Document passage:
-----
A Look at “Servants of the People: The Inside Story of New Labour” by Andrew Rawnsley

Servants of the People: The Inside Story of New LabourServants of the People: The Inside Story of New Labour by Andrew Rawnsley
My rating: 5 of 5 stars

Andrew Rawnsley does a superb job of covering the first term of Prime Minister Tony Blair’s “New Labour,” starting with Blair’s landslide victory in 1997 (179 seat majority) and how a group of governmental neophytes got around to the job of forming a new government after years in the political wilderness. We get right to the love/hate relationship of Blair and Gordon Brown, the new Chancellor of the Exchequer, his rival and ally. The Blair/Brown relationship dominates the book, as it should. That fabled relationship would likely be able to fill a book all by itself.

Rawnsley gives us some “inside baseball”(gossip) but does not neglect substance. He is not at all reluctant to criticize both Blair and “New Labour” for what he considers to be their shortcomings, but sticks in praise when he feels it warranted. Rawnsley was a skeptic on the so called “third way” politics espoused by Blair, not buying into Blair’s contention that centrist problem solving could produce government that delivers for people. What was Blair’s idea of the “third way?”

“My vision for the twenty-first century is of a popular politics reconciling themes which in the past have wrongly been regarded as antagonistic – patriotism and internationalism; rights and responsibilities; the promotion of enterprise and the attack on poverty and discrimination…”

Rawnsley, Andrew. Servants of the People: The Inside Story of New Labour (pp. 311-312). Penguin Books Ltd. Kindle Edition.

We see today how Blair’s prescription has gone off the rails, with “patriotism” seen by so many as irreconcilable with “internationalism,” or globalism. We have heard that directly from Donald Trump at the United Nations in the last week. Rawnsley highlighted prominent critics of the Blair philosophy:

“The attempt at a united field theory of politics pretended that there were never any choices to be made between competing interests and contradictory values. But to govern is always to choose. The interests of business and the requirements of social justice were sometimes reconcilable, but they could also be mutually incompatible. It was a useless compass when confronted with a decision which did not permit of compromise. One of the most acute of liberal critics, the philosopher Ralf Dahrendorf, identified the Third Way as a politics that speaks of the need for hard choices but avoids them by trying to please everyone.”
-----
Goal:
List every person named in the book review above.

Data rows:
-----
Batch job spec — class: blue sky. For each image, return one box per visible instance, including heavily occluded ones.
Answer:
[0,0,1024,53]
-----
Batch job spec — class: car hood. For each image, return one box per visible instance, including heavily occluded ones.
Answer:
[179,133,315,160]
-----
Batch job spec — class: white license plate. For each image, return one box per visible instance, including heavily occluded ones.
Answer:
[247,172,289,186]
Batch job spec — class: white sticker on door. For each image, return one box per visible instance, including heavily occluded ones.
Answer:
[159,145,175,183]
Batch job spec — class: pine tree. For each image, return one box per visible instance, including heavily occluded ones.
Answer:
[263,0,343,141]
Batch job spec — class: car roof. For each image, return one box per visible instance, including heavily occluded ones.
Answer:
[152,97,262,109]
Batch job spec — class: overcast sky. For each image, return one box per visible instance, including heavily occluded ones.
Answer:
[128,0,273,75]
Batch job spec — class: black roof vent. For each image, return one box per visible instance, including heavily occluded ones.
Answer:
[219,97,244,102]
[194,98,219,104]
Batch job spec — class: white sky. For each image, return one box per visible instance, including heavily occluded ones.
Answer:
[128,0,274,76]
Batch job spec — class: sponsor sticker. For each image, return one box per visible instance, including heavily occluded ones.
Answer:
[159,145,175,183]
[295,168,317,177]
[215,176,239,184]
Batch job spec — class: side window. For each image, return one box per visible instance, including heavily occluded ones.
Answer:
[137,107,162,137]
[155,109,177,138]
-----
Correct answer:
Andrew Rawnsley, Tony Blair, Gordon Brown, Donald Trump, Ralf Dahrendorf